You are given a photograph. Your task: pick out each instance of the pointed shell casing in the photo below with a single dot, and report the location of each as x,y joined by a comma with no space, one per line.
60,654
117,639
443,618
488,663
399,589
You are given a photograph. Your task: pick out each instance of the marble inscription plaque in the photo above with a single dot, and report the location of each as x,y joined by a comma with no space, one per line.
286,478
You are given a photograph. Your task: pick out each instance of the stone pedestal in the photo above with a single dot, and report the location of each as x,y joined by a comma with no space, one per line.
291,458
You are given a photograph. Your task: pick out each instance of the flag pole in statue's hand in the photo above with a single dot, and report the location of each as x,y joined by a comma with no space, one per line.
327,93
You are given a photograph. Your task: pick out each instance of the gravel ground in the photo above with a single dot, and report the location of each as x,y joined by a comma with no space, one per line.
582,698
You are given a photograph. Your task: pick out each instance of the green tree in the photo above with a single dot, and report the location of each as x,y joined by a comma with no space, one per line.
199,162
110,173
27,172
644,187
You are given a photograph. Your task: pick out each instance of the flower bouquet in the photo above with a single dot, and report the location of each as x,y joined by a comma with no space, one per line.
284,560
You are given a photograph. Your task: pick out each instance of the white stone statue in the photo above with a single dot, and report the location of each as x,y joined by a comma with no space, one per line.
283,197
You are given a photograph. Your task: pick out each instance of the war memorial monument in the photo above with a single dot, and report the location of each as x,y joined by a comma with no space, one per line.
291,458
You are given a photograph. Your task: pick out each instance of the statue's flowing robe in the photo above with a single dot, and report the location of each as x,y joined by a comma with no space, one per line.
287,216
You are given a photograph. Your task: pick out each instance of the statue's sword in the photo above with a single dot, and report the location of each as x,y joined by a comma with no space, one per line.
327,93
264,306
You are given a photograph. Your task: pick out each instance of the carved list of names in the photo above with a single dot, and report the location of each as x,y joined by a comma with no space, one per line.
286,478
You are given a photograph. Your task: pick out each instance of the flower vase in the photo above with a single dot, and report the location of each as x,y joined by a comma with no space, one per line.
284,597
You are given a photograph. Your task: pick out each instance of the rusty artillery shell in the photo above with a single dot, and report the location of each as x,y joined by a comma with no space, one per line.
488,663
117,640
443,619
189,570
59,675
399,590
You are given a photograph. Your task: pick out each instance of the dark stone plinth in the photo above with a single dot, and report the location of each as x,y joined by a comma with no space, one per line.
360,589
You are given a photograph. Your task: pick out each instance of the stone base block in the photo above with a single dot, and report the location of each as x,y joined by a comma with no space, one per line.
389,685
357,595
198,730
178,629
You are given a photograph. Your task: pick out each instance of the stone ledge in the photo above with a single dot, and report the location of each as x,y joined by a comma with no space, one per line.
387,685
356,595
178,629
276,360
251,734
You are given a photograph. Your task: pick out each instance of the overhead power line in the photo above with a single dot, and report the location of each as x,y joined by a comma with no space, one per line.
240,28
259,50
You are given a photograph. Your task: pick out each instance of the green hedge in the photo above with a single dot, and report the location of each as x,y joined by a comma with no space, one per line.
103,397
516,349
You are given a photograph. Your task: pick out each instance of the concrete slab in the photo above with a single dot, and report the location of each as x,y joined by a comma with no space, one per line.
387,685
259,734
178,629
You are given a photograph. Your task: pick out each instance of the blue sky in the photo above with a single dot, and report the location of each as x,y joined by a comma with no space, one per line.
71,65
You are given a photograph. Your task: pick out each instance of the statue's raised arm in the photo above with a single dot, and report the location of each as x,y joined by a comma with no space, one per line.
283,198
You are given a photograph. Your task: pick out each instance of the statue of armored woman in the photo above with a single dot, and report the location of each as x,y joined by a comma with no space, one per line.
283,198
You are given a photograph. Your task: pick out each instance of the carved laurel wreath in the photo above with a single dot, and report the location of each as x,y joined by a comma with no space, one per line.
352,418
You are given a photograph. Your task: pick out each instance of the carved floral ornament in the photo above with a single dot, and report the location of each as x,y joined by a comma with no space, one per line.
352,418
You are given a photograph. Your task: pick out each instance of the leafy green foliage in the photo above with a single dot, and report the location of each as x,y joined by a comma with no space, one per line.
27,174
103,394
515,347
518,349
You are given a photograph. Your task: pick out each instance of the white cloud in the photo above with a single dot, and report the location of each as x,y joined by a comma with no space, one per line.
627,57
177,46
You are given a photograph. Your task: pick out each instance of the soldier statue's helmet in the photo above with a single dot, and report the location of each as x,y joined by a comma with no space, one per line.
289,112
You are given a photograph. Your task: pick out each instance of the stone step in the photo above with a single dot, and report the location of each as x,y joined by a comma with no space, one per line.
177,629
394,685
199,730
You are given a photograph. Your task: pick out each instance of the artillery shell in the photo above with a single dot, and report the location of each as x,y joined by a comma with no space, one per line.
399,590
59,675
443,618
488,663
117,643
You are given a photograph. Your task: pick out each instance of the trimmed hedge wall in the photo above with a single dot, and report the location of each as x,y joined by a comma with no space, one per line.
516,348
- - - - -
Write out the whole listing again, exactly as it stands.

**Result:**
You are given a photograph. Your task: pick out each instance of the pointed shell casing in the photo below with a single dot, and report the location of each as x,y joined by a comma with no space, one per line.
60,654
117,639
443,618
488,663
399,589
You are given a photograph. Your task: pick out each instance of the marble inscription plaque in the photo above with a single dot, and report the location of each as x,y joined by a comma with no space, one per line.
286,478
You are given a photograph. Your task: pick out each instance of the stone pedestal in the photo above with a single dot, and report the location of each as x,y joined by a comma with no space, one per line.
291,458
You are given a photograph. Your task: pick out each instance of the flag pole in statue's hand in the photo above with a single dot, and report the location of each as x,y joined by a comma with no space, one per line.
327,93
You are given a photograph. Your task: pick out each instance of the gravel ground in the photo above with a single dot, and report the location of each as x,y joined by a comma with no space, one per line.
582,698
You are given a photograph. Your task: pick out each instance of the green tree in the photo above with a single dot, and report the location of each as x,y joined by a comma with no space, one per line.
199,162
110,173
27,172
644,187
You are given a photograph. Your task: pick out each instance of the flower bouquet in the photo above with a single dot, and report the location of each as x,y joined by a comma with no space, one per line.
284,560
You are given a photograph. Your task: pick out each instance of the white stone statue in the photo above with a single dot, and report the location of each as x,y joined by a comma with no space, one per line.
283,197
You are given a photograph. Your task: pick out each instance of the war memorial monument in the photo above with a single dot, and report the location of each as x,y joined by a comma with no space, one per line.
291,458
You are given a photograph. Your task: pick out each instance of the statue's flowing robe in the photo above with a single dot, and report the location of each as x,y joined by a comma with no space, one per line.
287,216
You are given a photograph. Your task: pick out each instance of the statue's sword in the photo above with a single dot, and report the location of each as x,y joined by a comma with no space, one per line.
327,93
264,306
You are given a photograph. Your task: pick out each instance of the carved list of names in the photo above with a single dot, and report the location of each as x,y joined by a comma with no space, one per line.
286,478
You are given a photograph. Your task: pick out each instance of the flower vase in the photo above with a single dot, and report the location of each as x,y joined by a comma with no space, one per line.
284,597
You are given a photograph. Your task: pick out each instance of the rusty artillery shell in the photo above with a single dot, and report the location of each as x,y joined by a comma with no space, one per line.
488,663
117,640
443,619
189,570
59,675
399,590
You are given a photograph. Your task: pick out each instance of the dark stone plinth in the photo above with a single dot, and report the location of each as x,y joined by a comma with no space, one per line.
360,589
You are given a photograph. Your task: pick out each instance of the stone base block in the photo above with a single dot, and report the location of each as x,y joined by a comma with no space, one per line.
389,685
357,595
198,730
178,629
You are given a photograph. Your task: pick out each instance of the stone ledge in the photo above with a single dot, and report the location of each as x,y joined by a comma with no space, one per line.
387,685
356,595
178,629
276,360
251,734
You are given a photograph. Your task: pick out each instance of the overhead power line in the photo above with a single dot, and report the location of each as x,y joined by a comma with no space, one per line.
240,28
259,50
You are given a photograph. Your task: pick out each instance of the green hedge in the photo above with a single dot, and report the location of each as x,y joined by a comma with no space, one per line.
103,397
516,349
You are given a photograph. Your task: pick out each instance of the concrete slab in the photo above with a single dot, and report the location of each as x,y joined by a comma with no space, one per line.
387,685
259,734
178,629
You are given a photograph. Your task: pick out each instance of the blue sky in the photo above with a single dot, and report the location of each as x,y joined by a comma with no space, one per line.
71,65
You are given a photograph. Your task: pick out each instance of the statue's raised arm in the photo above with a single dot, and report the location of each as x,y joined by a comma with no space, one per line.
283,198
You are given a photograph. Your task: pick out each instance of the statue of armored woman in the photo above with a single dot, and report the location of each as x,y joined by a comma with no space, one per line.
283,198
You are given a photograph. Your task: pick out each instance of the carved laurel wreath in the photo above with a single dot, and report the location of each as x,y joined by a comma with no space, one per line.
352,418
You are given a photograph. Your task: pick out each instance of the carved floral ornament in the photo above with a single dot, and report the location of each as x,y joined by a comma with no space, one per line.
352,418
You are given a photograph. Your task: pick out each instance of the leafy green foliage in the photo above with a single dot, and report the location of each as x,y joined by a comma with no space, one per line.
27,174
103,394
515,347
518,349
You are given a photograph. Your task: pick out each instance of the white cloud in the photo above with a single dot, and report the location of each as x,y joined by a comma with no space, one per line.
627,57
177,46
You are given a photograph. Your task: pick out each instance of the soldier statue's helmet in the photo above with a single dot, and report the location of each as x,y joined by a comma with no space, one per line.
289,112
You are given a photograph. Your task: pick out each instance of the stone step in the photo above with a single dot, and report the location of each as x,y joined by a comma with no space, one per line.
177,629
394,685
199,730
You are given a photograph. Your task: pick out each instance of the artillery shell in the photo above with a single dot, and report the location of each as x,y joined by a comma with no space, one per line.
399,590
59,675
443,618
488,663
117,643
You are given a photograph. Your task: pick out each instance of the trimmed hedge wall in the photo above with a single dot, and report the location of each as x,y joined by a comma with no space, one per line.
516,348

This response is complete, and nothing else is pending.